INSTRUCTIONS FOR THE TASK: Convert the data from the line containing "Put a point on the shirtless" through the final line, both included, into a JSON list of strings with one string per line, leaving out any blank lines.

ENTRIES PROVIDED:

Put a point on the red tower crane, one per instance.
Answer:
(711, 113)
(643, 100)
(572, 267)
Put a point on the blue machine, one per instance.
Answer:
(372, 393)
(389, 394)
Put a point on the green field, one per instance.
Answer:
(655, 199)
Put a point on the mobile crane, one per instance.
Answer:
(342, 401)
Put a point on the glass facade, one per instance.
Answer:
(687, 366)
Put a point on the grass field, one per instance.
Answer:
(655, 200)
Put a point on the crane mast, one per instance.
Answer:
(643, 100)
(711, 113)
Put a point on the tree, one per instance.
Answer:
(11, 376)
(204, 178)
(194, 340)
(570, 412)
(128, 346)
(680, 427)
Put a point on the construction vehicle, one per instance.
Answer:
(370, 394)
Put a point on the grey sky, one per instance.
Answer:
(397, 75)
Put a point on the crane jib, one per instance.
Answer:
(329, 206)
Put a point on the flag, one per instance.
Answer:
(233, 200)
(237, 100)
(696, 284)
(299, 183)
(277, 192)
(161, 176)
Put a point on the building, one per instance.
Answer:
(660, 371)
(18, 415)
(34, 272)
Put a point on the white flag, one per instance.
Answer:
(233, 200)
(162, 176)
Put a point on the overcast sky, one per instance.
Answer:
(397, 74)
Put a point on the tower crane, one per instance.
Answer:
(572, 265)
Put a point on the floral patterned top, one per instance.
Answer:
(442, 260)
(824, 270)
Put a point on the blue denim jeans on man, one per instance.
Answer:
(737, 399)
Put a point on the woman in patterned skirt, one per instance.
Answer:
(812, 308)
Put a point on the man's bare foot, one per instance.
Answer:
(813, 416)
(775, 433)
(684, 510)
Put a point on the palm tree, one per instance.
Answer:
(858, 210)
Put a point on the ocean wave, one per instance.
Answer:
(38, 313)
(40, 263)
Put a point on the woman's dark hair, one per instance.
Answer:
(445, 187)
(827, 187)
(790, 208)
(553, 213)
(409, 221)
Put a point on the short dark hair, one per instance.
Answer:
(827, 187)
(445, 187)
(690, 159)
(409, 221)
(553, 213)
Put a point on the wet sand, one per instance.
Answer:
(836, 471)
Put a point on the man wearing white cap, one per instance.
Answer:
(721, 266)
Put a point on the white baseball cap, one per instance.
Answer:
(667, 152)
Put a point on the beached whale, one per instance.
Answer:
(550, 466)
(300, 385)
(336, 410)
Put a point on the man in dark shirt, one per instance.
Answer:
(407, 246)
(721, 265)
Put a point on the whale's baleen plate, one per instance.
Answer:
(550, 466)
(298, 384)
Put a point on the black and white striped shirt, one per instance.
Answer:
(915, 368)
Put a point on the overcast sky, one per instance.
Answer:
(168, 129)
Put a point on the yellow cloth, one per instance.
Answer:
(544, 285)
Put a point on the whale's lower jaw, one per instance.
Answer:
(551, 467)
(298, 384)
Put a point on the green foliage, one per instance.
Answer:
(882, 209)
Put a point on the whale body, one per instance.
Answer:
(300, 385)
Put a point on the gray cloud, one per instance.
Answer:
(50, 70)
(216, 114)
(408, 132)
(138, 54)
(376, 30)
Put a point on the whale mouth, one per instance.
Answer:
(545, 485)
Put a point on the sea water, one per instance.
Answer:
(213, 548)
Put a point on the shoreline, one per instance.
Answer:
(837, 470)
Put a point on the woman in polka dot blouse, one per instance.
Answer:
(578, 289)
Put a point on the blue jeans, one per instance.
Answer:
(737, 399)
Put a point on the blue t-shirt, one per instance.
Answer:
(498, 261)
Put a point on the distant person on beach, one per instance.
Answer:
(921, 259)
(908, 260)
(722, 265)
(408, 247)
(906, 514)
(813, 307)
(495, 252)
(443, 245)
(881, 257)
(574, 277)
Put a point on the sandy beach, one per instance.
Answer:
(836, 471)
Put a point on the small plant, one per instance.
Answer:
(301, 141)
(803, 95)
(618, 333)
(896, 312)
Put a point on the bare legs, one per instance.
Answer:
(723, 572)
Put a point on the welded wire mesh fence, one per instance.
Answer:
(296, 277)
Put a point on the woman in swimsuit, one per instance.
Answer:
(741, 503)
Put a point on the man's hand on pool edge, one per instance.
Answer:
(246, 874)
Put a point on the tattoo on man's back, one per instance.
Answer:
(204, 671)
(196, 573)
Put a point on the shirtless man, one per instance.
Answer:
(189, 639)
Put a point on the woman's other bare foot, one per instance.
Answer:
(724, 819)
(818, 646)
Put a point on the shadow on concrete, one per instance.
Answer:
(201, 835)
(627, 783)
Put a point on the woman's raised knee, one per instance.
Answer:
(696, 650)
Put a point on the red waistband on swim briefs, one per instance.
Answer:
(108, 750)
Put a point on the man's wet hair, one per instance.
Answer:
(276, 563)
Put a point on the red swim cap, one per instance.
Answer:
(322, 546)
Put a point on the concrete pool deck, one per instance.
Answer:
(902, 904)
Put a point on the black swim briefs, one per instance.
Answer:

TASK ANSWER:
[
  "Put a point on the shirtless man, one per instance.",
  "Answer:",
  "(189, 639)",
  "Put a point on the woman's other bare foot, one per instance.",
  "Answer:",
  "(724, 819)",
  "(818, 646)",
  "Put a point on the shadow on concrete, one per instance.",
  "Answer:",
  "(201, 835)",
  "(627, 783)",
  "Put a point on the woman's raised knee, one per instance.",
  "Answer:",
  "(696, 650)",
  "Put a point on the red waistband on swim briefs, one per instance.",
  "Answer:",
  "(108, 750)",
  "Put a point on the man's wet hair, one per instance.",
  "Answer:",
  "(276, 563)",
  "Put a point on the red swim cap, one per instance.",
  "Answer:",
  "(322, 546)",
  "Put a point on the concrete pool deck, one per instance.",
  "Answer:",
  "(902, 904)",
  "Put a point on the black swim briefs, one per instance.",
  "Answer:"
]